## TO DO
Return, from the listing below, each line where the word "after" appears.

** RAW DATA follows **

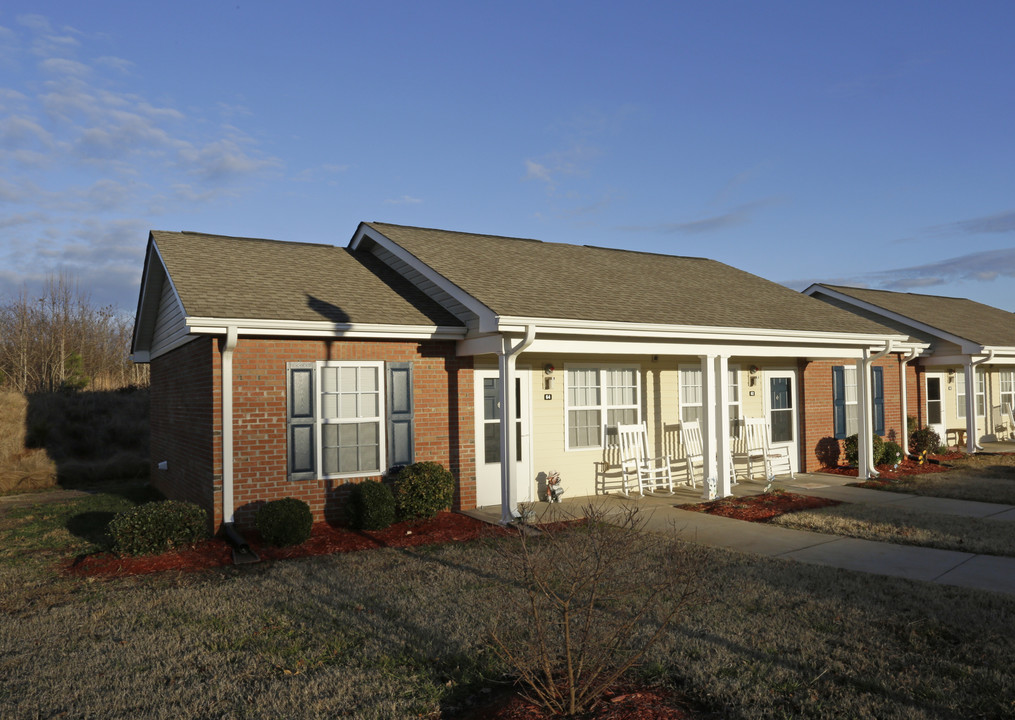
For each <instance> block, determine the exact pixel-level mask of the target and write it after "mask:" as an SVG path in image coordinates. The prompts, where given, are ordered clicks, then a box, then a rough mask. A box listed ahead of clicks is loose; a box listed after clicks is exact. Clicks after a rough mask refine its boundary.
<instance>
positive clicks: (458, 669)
mask: <svg viewBox="0 0 1015 720" xmlns="http://www.w3.org/2000/svg"><path fill="white" fill-rule="evenodd" d="M125 496H127V497H125ZM129 496H130V494H129V493H119V494H106V495H96V496H91V497H89V498H86V499H83V500H81V501H74V502H72V503H67V504H63V505H60V506H59V507H54V506H36V507H33V508H10V509H7V510H5V511H4V512H3V513H2V514H0V611H2V612H3V613H4V614H5V615H6V616H5V617H4V619H3V623H2V624H0V677H3V680H2V683H0V707H2V708H3V713H2V715H3V717H4V718H37V717H56V716H61V717H70V718H73V717H104V718H137V717H145V718H180V717H205V718H220V717H228V718H279V717H284V718H321V717H336V716H342V717H353V718H411V717H423V718H438V717H448V716H452V715H453V712H452V711H453V709H454V708H455V707H456V706H460V705H461V704H462V703H463V702H464V700H465V699H466V698H467V697H469V696H472V695H474V694H476V693H478V692H479V691H480V690H481V689H482V688H486V686H492V685H497V684H499V683H503V682H505V681H507V680H509V678H506V677H505V676H504V675H503V667H502V666H501V665H500V664H499V662H498V661H497V660H496V658H495V657H494V655H493V653H492V652H491V651H490V649H489V647H488V645H487V641H486V637H487V635H486V633H487V630H488V629H489V628H490V624H491V623H492V621H494V620H496V619H502V615H503V613H504V612H505V611H506V610H505V609H504V608H505V604H506V603H505V602H504V600H503V597H504V594H505V593H511V592H518V588H517V587H516V586H515V584H514V579H513V577H512V576H511V575H509V574H506V573H505V572H504V570H503V568H504V566H503V565H502V562H501V554H500V553H499V552H498V551H497V547H496V543H514V542H517V540H515V539H514V538H503V539H498V540H493V541H490V542H458V543H449V544H445V545H433V546H427V547H414V548H402V549H392V548H386V549H377V550H368V551H361V552H350V553H344V554H335V555H329V557H320V558H311V559H304V560H299V561H288V562H278V563H275V564H262V565H260V566H254V567H251V568H245V569H242V570H241V569H233V568H228V569H223V570H218V571H208V572H203V573H198V574H190V575H180V574H163V575H157V576H142V577H137V578H131V579H122V580H111V581H95V580H92V581H88V580H82V579H73V578H68V577H64V576H59V575H56V574H54V573H53V571H52V565H53V563H55V562H56V561H58V560H60V559H62V558H65V557H67V555H68V554H73V553H77V552H81V551H87V550H88V549H89V548H90V547H94V546H95V542H96V541H100V535H99V534H96V533H100V524H101V518H103V517H104V516H103V515H101V514H104V513H112V512H115V511H116V510H118V509H121V508H123V507H126V506H127V505H129V504H130V503H131V502H132V500H133V499H132V498H131V497H129ZM687 568H704V569H706V572H704V573H701V574H699V578H698V580H697V581H696V585H697V586H698V590H699V593H698V602H697V604H696V605H695V606H694V607H692V608H691V609H690V610H688V611H687V613H686V614H685V615H684V616H683V617H682V618H681V620H680V621H678V623H677V624H676V625H675V626H674V627H673V628H672V629H671V630H670V631H669V632H667V633H666V635H665V636H664V637H663V639H662V641H661V642H660V643H659V644H658V645H657V646H656V647H655V648H654V649H653V650H652V651H651V652H650V655H649V657H648V658H647V660H646V663H645V664H644V665H642V667H641V668H640V669H639V672H640V673H641V675H642V677H645V678H648V679H649V680H650V681H652V682H657V683H660V684H662V685H666V686H669V688H673V689H676V690H678V691H680V692H682V693H684V694H685V695H686V696H688V697H689V698H690V699H691V700H692V701H694V702H695V703H697V704H698V705H699V706H700V707H703V708H706V709H707V710H709V711H712V712H713V713H715V715H702V717H723V718H783V717H815V718H816V717H878V718H942V717H994V718H1000V717H1015V676H1013V674H1012V672H1011V667H1012V666H1013V664H1015V633H1013V628H1015V598H1012V597H1009V596H1004V595H1000V594H992V593H987V592H977V591H973V590H966V589H962V588H955V587H947V586H936V585H930V584H922V583H916V582H909V581H904V580H899V579H893V578H883V577H877V576H869V575H862V574H856V573H851V572H848V571H840V570H834V569H828V568H820V567H812V566H806V565H802V564H796V563H791V562H784V561H777V560H763V559H760V558H756V557H752V555H745V554H740V553H736V552H732V551H726V550H719V549H712V548H704V547H699V546H696V545H689V544H688V545H681V547H680V550H679V552H677V553H676V555H675V557H673V558H671V559H669V568H668V571H667V572H671V573H683V572H685V570H686V569H687ZM647 580H648V579H647Z"/></svg>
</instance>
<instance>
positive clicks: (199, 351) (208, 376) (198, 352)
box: [150, 338, 218, 527]
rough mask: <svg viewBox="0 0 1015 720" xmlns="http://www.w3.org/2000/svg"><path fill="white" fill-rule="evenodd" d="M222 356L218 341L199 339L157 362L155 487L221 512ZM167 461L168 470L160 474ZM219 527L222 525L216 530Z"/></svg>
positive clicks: (179, 348) (205, 506) (154, 405)
mask: <svg viewBox="0 0 1015 720" xmlns="http://www.w3.org/2000/svg"><path fill="white" fill-rule="evenodd" d="M217 355H218V351H217V347H216V343H215V341H214V340H213V339H212V338H199V339H197V340H194V341H192V342H189V343H187V344H186V345H183V346H181V347H178V348H177V349H175V350H173V351H171V352H168V353H166V354H164V355H161V356H160V357H156V358H155V359H153V361H152V362H151V411H150V424H151V481H152V484H153V485H154V486H155V487H156V488H157V489H158V490H159V492H160V493H162V495H164V496H165V497H166V498H170V499H172V500H182V501H187V502H190V503H196V504H197V505H200V506H201V507H202V508H206V509H208V511H209V512H210V511H211V510H212V508H213V507H215V505H216V503H215V496H214V489H213V488H214V487H215V486H217V485H218V478H216V477H215V472H217V470H215V457H216V443H215V442H214V441H216V440H218V438H216V437H213V434H217V427H216V426H215V423H214V407H215V406H216V405H217V401H216V398H217V397H218V385H217V382H218V379H217V378H218V376H217V373H215V372H214V368H213V361H214V359H215V357H216V356H217ZM162 461H165V462H166V463H167V468H166V469H165V470H159V469H158V463H159V462H162ZM217 525H218V521H217V519H216V521H215V526H216V527H217Z"/></svg>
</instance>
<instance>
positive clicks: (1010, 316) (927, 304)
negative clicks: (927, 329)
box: [817, 283, 1015, 347]
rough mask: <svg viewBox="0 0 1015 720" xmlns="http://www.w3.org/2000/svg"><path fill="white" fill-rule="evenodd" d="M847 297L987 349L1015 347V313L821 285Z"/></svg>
mask: <svg viewBox="0 0 1015 720" xmlns="http://www.w3.org/2000/svg"><path fill="white" fill-rule="evenodd" d="M817 286H818V287H826V288H828V289H830V290H834V291H836V292H839V293H841V294H843V296H848V297H850V298H854V299H856V300H859V301H861V302H864V303H868V304H870V305H874V306H877V307H878V308H882V309H884V310H886V311H888V312H890V313H894V314H895V315H900V316H902V317H904V318H908V319H909V320H912V321H916V322H918V323H921V324H923V325H927V326H929V327H932V328H937V329H938V330H942V331H944V332H946V333H948V334H950V335H954V336H956V337H960V338H962V339H964V340H969V341H970V342H974V343H976V344H978V345H983V346H986V347H1015V313H1009V312H1008V311H1005V310H1001V309H1000V308H994V307H992V306H990V305H984V304H982V303H976V302H974V301H971V300H966V299H964V298H945V297H942V296H930V294H918V293H915V292H893V291H891V290H873V289H867V288H864V287H847V286H843V285H827V284H824V283H819V284H818V285H817Z"/></svg>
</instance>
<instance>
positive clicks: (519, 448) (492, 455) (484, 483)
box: [474, 368, 534, 508]
mask: <svg viewBox="0 0 1015 720" xmlns="http://www.w3.org/2000/svg"><path fill="white" fill-rule="evenodd" d="M474 375H475V378H476V505H477V506H478V507H480V508H482V507H484V506H487V505H500V375H499V373H498V372H497V371H496V370H477V371H476V372H475V374H474ZM530 387H531V385H530V382H529V373H528V372H526V371H523V369H521V368H519V369H518V374H517V375H516V376H515V443H516V444H517V446H518V447H517V451H516V457H515V460H516V462H517V463H518V482H519V486H518V501H519V502H520V503H529V502H532V501H533V500H534V497H533V496H534V493H533V488H532V486H533V479H532V473H531V472H530V468H529V455H530V453H529V399H530V396H531V391H530Z"/></svg>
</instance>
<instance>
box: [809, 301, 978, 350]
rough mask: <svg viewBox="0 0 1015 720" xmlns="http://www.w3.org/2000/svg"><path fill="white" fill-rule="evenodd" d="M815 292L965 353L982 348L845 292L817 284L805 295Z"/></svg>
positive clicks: (962, 339)
mask: <svg viewBox="0 0 1015 720" xmlns="http://www.w3.org/2000/svg"><path fill="white" fill-rule="evenodd" d="M814 292H822V293H824V294H827V296H828V297H829V298H834V299H835V300H839V301H841V302H843V303H847V304H849V305H852V306H854V307H856V308H860V309H861V310H867V311H869V312H871V313H875V314H877V315H880V316H882V317H884V318H887V319H889V320H894V321H895V322H899V323H902V324H903V325H908V326H909V327H911V328H912V329H914V330H921V331H923V332H926V333H927V334H928V335H933V336H934V337H939V338H941V339H942V340H947V341H948V342H954V343H955V344H956V345H958V346H959V347H961V348H962V351H963V352H969V353H973V352H976V351H977V350H978V349H979V348H980V347H982V345H979V344H978V343H975V342H973V341H972V340H969V339H968V338H965V337H959V336H958V335H953V334H951V333H950V332H946V331H945V330H942V329H941V328H938V327H934V326H933V325H928V324H927V323H922V322H920V321H919V320H914V319H912V318H909V317H906V316H905V315H901V314H899V313H893V312H891V311H889V310H885V309H884V308H882V307H881V306H880V305H874V304H873V303H867V302H865V301H862V300H857V299H856V298H854V297H852V296H848V294H845V293H843V292H839V291H837V290H833V289H831V288H829V287H825V286H823V285H816V284H815V285H811V286H810V287H808V288H807V289H806V290H804V293H805V294H808V296H813V294H814Z"/></svg>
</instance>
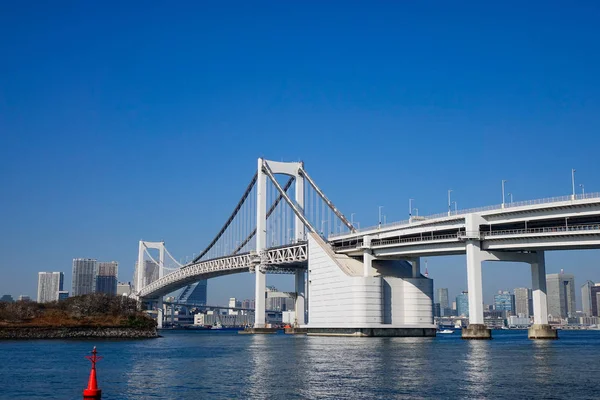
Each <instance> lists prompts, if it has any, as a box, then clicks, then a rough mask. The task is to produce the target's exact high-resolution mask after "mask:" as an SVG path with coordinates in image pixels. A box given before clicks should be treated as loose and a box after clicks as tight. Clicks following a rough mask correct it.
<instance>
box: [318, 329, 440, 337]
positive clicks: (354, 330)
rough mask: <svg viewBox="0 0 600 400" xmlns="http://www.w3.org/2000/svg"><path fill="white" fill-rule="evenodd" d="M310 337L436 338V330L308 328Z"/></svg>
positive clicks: (410, 329)
mask: <svg viewBox="0 0 600 400" xmlns="http://www.w3.org/2000/svg"><path fill="white" fill-rule="evenodd" d="M307 330H308V332H307V335H308V336H355V337H435V331H436V329H435V328H385V327H381V328H308V329H307Z"/></svg>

** End of RAW DATA **

## RESULT BELOW
For each <instance> block, determine the exact pixel-level mask of the target and write it after "mask:" as an SVG path in image coordinates. The prompts, where given, are ordered clicks, then a box, then a rough mask. A box listed ahead of clicks is loose; a box listed after clicks is exact. Clicks after a rough mask refine its boundary.
Each <instance> lists prompts, if it has any, as a box, then clicks, then a rough mask. The task is to produce the target's exact high-resolution mask after "mask:" as an SVG path with coordinates in image pixels. A box given before clicks should be treated as loose and a box after clicks as tight. Clicks following a rough mask correct it.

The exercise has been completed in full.